§ **Excerpt to read**
....................
Logtail performs the following steps to collect server logs.
- For more information about the Logtail collection principles, visit Yunqi community.
- After the Logtail collection configuration is applied to a server group, log files that do not contain modification events on the servers in the server group are considered historical files. Logtail does not collect historical files in normal running mode. If you want to collect historical logs, see Import historical log files.
After Logtail is installed on a server and the Logtail collection configuration is created based on a specific data source, the Logtail collection configuration is delivered from the server to Logtail in real time. Logtail then starts to monitor files based on the collection configuration.
- Logtail scans log directories and files that comply with the specified file naming
rules based on the configured log path and maximum monitoring directory depth.
To ensure log collection efficiency and stability, Logtail registers event monitoring for the collection directory and performs polling periodically. The directory is Inotify in Linux and ReadDirectoryChangesW in Windows.
- If Logtail finds that the log files compliant with the file naming rules in the specified directory are not modified after the configuration is applied, Logtail does not collect these files. If modification events are generated for log files, Logtail triggers the collection process and reads these files.
- Logtail checks the size of a log file when it reads the file for the first time.
- If the file size is less than 1 MB, Logtail reads from the beginning of the file.
- If the file size is greater than 1 MB, Logtail reads from the last 1 MB of data in the file.
- If Logtail rereads a file, it continues to read it from the last checkpoint.
- Logtail can read up to 512 KB of data at a time. Therefore, you must limit the log size to 512 KB.
....................
Location labeling records:
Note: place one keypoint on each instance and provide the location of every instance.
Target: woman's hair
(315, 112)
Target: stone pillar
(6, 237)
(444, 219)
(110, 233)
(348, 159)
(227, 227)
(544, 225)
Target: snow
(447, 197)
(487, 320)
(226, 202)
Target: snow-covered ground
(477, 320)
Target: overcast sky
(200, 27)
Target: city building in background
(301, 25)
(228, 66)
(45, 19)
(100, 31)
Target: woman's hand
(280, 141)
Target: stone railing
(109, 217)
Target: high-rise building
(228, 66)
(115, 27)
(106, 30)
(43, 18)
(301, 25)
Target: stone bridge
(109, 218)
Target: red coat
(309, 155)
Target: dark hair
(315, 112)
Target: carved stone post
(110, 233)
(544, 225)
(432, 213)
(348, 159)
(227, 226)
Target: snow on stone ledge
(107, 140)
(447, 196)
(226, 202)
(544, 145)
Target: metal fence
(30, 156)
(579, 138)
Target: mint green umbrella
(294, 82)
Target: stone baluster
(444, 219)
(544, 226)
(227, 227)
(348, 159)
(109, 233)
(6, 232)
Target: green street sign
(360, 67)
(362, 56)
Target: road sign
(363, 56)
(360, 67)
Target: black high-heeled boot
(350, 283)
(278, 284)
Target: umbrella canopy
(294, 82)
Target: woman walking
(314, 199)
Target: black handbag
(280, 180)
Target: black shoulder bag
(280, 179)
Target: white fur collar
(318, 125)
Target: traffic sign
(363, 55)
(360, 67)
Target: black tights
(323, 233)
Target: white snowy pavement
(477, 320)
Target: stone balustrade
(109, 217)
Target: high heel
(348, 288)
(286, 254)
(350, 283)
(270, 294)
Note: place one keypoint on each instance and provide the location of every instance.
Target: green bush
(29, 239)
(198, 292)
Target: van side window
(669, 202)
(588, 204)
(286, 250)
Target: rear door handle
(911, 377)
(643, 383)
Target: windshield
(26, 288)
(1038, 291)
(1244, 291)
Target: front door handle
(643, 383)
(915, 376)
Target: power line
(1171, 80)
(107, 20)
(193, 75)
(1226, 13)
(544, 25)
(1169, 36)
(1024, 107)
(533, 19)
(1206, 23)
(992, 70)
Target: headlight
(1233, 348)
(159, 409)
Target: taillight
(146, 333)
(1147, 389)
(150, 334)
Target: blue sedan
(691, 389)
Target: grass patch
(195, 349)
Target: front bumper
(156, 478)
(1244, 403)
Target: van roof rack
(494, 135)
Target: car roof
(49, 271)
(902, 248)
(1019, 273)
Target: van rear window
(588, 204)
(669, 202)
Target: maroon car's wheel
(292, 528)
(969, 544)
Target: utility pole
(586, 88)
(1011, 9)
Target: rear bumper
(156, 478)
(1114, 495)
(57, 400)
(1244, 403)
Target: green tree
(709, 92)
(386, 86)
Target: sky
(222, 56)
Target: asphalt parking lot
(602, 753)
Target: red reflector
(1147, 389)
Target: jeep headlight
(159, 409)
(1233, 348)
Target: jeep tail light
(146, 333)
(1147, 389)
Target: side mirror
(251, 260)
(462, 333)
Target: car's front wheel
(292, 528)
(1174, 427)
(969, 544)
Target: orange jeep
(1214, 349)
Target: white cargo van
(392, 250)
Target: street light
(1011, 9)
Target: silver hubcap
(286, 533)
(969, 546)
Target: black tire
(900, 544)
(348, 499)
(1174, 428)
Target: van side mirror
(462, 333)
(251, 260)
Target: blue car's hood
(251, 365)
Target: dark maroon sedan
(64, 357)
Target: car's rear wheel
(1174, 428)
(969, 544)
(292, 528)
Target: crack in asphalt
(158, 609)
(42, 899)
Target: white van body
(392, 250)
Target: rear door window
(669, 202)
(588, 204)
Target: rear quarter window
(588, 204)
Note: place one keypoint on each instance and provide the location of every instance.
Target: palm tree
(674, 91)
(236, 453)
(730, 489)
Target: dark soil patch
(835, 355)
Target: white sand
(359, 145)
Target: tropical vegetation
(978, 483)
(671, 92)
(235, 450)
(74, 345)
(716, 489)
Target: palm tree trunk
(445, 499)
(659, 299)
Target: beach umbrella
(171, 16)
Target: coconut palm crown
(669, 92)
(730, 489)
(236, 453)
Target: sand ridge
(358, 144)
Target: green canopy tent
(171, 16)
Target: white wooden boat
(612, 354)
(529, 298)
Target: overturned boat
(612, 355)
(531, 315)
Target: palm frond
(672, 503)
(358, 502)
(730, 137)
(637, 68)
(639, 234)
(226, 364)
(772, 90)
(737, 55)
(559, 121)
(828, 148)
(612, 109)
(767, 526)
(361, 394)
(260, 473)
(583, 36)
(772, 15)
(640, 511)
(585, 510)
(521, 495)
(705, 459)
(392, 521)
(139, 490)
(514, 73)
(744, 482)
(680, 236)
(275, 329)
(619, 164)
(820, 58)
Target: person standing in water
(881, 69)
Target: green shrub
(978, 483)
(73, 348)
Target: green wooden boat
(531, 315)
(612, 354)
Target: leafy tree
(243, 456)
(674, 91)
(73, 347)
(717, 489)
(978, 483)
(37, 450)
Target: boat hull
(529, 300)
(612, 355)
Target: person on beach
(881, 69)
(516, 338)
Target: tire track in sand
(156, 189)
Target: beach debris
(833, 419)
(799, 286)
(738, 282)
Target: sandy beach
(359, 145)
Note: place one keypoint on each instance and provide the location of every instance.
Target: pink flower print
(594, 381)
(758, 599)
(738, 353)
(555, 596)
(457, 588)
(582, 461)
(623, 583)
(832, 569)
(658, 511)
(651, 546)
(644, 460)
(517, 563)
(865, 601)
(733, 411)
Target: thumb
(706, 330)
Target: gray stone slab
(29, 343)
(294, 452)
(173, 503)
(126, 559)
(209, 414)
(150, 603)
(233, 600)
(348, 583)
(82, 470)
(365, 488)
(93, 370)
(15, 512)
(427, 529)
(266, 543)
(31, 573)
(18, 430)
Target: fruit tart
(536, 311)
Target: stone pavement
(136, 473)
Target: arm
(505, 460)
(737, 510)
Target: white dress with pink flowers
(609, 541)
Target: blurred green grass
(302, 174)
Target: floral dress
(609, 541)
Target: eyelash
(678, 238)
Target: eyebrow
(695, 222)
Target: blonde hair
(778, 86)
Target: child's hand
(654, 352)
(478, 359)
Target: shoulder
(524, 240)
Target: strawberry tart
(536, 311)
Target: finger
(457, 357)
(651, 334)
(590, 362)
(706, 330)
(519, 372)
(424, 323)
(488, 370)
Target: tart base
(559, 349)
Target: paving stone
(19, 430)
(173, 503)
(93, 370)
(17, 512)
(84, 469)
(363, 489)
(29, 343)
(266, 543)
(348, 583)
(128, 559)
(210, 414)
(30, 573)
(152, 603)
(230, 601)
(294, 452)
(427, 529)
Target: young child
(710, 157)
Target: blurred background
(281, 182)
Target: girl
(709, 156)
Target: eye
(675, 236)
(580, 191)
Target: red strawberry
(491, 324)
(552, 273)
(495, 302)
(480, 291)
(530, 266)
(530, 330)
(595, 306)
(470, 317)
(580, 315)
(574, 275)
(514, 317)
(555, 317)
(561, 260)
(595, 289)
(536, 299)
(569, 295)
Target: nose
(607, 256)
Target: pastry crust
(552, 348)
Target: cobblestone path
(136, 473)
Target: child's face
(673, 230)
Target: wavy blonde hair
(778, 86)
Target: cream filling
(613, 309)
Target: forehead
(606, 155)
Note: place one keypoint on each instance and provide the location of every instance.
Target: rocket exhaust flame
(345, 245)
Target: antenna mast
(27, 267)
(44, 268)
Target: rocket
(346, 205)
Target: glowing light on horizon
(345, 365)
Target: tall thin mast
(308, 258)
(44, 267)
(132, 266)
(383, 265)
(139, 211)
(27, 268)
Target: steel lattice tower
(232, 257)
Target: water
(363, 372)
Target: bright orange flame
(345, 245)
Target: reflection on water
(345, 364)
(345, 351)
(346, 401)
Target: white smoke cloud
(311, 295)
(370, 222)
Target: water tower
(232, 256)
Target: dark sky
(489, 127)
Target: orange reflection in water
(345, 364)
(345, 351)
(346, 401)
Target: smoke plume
....................
§ **Work instructions**
Pick up the text on how Logtail collects server logs after its final sentence and write what comes next.

§ **Response to this exercise**
- Divide a log into lines:
If the Logtail collection configuration specifies a regular expression at the beginning of the line, the log data block read by Logtail at a time is divided into multiple lines based on the beginning configured for the line. If the beginning of the line is not set, each data block is processed as a log.
- Parse a log:
Logtail parses each log based on the collection configuration, such as regular expressions, delimiters, and JSON.Note A complicated regular expression may lead to high CPU utilization. Therefore, we recommend that you use an efficient regular expression.
- Handle failed parsing:
Logtail determines the best method to use to resolve failed parsing based on whether the discard logs that fail to be parsed feature is enabled in the collection configuration.
- If this feature is enabled, Logtail discards the logs that fail to be parsed and reports a parsing error.
- If this feature is disabled, Logtail uploads the raw logs that fail to be parsed with the key set to raw_log and the value set to the log content.
- Set the time field of a log:
- If the time field of the log is not specified, the log time is the current parsing time.
- If the time field of the log is specified:
- The log time is extracted from the parsed log fields if the difference between the recorded time of the log and the current time is less than 12 hours.
- The log is discarded and an error is reported if the difference between the recorded time of the log and the current time is greater than 12 hours.
After processing logs, Logtail filters them based on Filter Configuration specified in the collection configuration.
- If Filter Configuration is specified in the collection configuration, Logtail skips to the next step without filtering the logs.
- If Filter Configuration is specified in the collection configuration, Logtail traverses and verifies all
the fields of each log.
- Logtail collects the logs that contain all the fields configured by the filter and comply with the settings.
- Logtail does not collect logs that do not comply with Filter Configuration.
After logs are filtered based on Filter Configuration, Logtail sends the logs that comply with the configuration to Log Service. To reduce the number of network requests for sending data, Logtail caches the processed and filtered logs for a period of time. Then, it aggregates and packages these logs before it sends them to Log Service.
- Log aggregation lasts more than three seconds.
- The number of aggregated logs exceeds 4,096.
- The total size of aggregated logs exceeds 512 KB.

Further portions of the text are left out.